(INSTRUCTIONS FOR THE TASK) Please return every line of the listing below that contains the string "tank", matching case exactly.

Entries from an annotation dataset
-=-=-
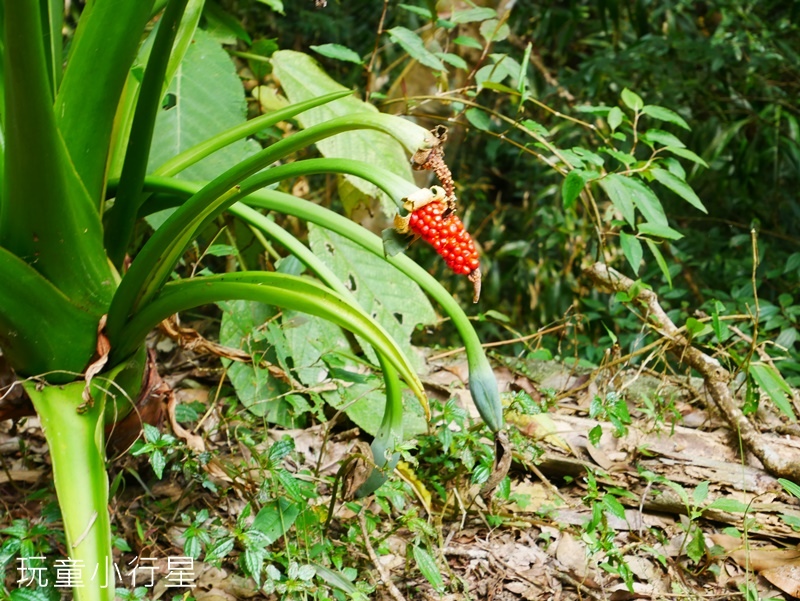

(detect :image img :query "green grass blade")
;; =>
[108,272,427,408]
[229,203,406,497]
[105,0,188,269]
[0,2,113,316]
[107,0,205,186]
[135,178,504,432]
[0,247,97,382]
[24,378,115,601]
[55,0,153,203]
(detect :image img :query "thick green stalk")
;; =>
[0,247,97,382]
[153,90,352,176]
[108,133,424,342]
[135,178,503,432]
[105,0,188,269]
[109,272,429,413]
[229,203,403,497]
[0,1,114,314]
[24,378,114,601]
[54,0,153,203]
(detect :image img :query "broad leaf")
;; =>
[650,168,708,213]
[642,104,691,130]
[619,232,643,275]
[308,226,436,369]
[309,44,364,65]
[272,50,416,216]
[561,169,590,209]
[149,30,260,181]
[219,301,296,427]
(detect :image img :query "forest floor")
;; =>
[0,340,800,601]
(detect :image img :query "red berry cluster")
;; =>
[408,202,480,275]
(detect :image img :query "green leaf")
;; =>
[258,0,286,15]
[748,363,797,423]
[650,167,708,213]
[619,232,643,275]
[666,146,708,168]
[598,173,636,226]
[642,104,691,130]
[520,119,550,138]
[480,19,511,42]
[600,148,636,167]
[148,30,260,186]
[561,169,591,210]
[309,44,364,65]
[436,52,469,71]
[204,536,236,564]
[453,35,483,50]
[397,4,433,21]
[603,494,625,520]
[606,106,623,131]
[219,301,300,427]
[645,238,672,288]
[387,26,447,71]
[272,50,426,217]
[450,8,497,24]
[692,480,709,507]
[308,225,436,369]
[706,496,752,513]
[464,107,492,131]
[639,129,686,148]
[778,478,800,499]
[622,177,668,227]
[54,0,153,202]
[621,88,644,111]
[636,223,683,240]
[250,498,300,545]
[411,545,444,593]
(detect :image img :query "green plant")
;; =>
[0,0,502,601]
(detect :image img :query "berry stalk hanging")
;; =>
[394,125,481,303]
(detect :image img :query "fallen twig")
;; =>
[586,263,800,481]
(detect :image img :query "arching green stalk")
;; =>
[229,203,403,497]
[138,175,503,432]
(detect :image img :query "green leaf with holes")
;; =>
[387,26,447,71]
[308,225,436,370]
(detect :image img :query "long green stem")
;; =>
[108,155,417,346]
[110,272,429,414]
[24,382,114,601]
[136,178,503,432]
[105,0,188,269]
[229,203,403,497]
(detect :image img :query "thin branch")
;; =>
[586,263,800,481]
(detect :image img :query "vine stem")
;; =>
[364,0,389,102]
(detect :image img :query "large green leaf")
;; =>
[272,50,418,215]
[219,301,300,427]
[308,225,436,372]
[149,30,260,181]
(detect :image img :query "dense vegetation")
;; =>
[0,0,800,601]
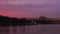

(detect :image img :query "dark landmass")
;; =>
[0,15,60,26]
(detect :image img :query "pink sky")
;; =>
[0,0,60,18]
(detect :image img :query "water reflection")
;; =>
[0,24,60,34]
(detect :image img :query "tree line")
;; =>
[0,15,60,26]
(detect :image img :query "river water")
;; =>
[0,24,60,34]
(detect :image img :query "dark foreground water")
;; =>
[0,24,60,34]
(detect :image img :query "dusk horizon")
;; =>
[0,0,60,18]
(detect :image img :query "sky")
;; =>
[0,0,60,18]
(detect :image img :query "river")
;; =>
[0,24,60,34]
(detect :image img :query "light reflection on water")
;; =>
[0,24,60,34]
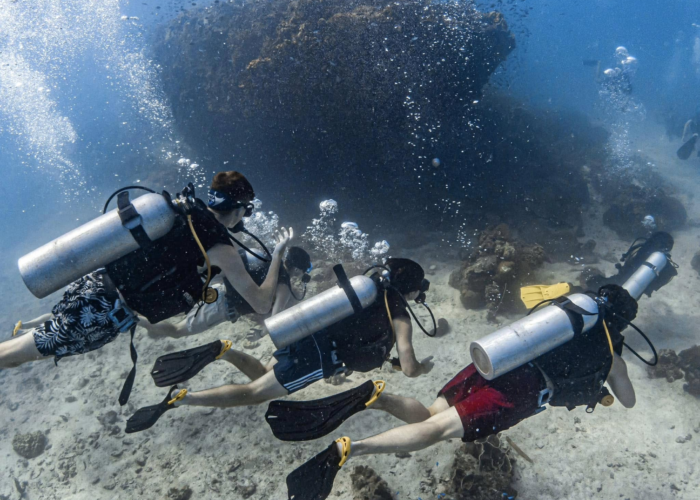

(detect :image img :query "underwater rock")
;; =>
[690,250,700,273]
[647,349,683,383]
[12,431,47,458]
[153,0,515,221]
[449,224,546,314]
[350,465,394,500]
[678,345,700,397]
[446,435,518,500]
[167,485,192,500]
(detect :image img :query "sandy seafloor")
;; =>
[0,124,700,500]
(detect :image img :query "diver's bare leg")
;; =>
[175,372,288,408]
[369,392,449,424]
[138,316,190,338]
[22,313,53,330]
[0,333,46,369]
[220,349,272,380]
[346,407,464,457]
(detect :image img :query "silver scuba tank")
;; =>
[622,252,668,300]
[265,275,377,349]
[469,293,598,380]
[18,193,176,299]
[469,252,668,380]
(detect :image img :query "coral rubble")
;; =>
[449,224,546,314]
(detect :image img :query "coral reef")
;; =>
[12,431,47,458]
[446,435,518,500]
[594,155,688,239]
[350,465,394,500]
[449,224,546,315]
[154,0,605,232]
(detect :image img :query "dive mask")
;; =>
[208,189,255,217]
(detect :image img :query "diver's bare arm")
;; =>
[607,354,637,408]
[393,318,427,377]
[209,245,282,314]
[209,227,294,314]
[270,283,291,316]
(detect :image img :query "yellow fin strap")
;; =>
[365,380,386,408]
[335,437,351,467]
[168,389,187,405]
[214,340,233,359]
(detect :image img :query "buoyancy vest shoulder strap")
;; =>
[117,191,152,248]
[333,264,362,314]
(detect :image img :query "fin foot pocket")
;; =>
[287,438,340,500]
[265,380,385,441]
[151,340,232,387]
[125,385,187,434]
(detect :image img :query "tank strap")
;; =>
[333,264,362,314]
[117,191,152,248]
[552,296,596,335]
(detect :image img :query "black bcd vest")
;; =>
[106,200,231,324]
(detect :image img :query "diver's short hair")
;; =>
[284,247,311,272]
[386,258,425,295]
[211,170,255,208]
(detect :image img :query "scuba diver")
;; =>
[583,46,638,111]
[126,258,434,433]
[676,105,700,160]
[139,247,312,338]
[284,244,670,500]
[0,171,293,405]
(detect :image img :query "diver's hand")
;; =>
[274,227,294,255]
[420,356,435,375]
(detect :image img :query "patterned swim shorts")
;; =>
[34,271,119,361]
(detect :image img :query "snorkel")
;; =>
[362,264,437,337]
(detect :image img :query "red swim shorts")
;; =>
[438,364,546,442]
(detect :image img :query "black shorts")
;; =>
[273,332,345,394]
[33,272,120,361]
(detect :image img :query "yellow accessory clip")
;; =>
[520,283,571,309]
[335,437,351,467]
[168,389,187,405]
[187,215,219,304]
[214,340,233,359]
[365,380,386,408]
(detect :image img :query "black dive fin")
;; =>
[265,380,384,441]
[125,385,177,434]
[287,441,340,500]
[676,134,698,160]
[151,340,230,387]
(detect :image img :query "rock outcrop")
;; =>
[449,224,546,314]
-=-=-
(WRITTEN ANSWER)
(detect :image img :query "silver scuba tank")
(detect :image img :query "tank strap")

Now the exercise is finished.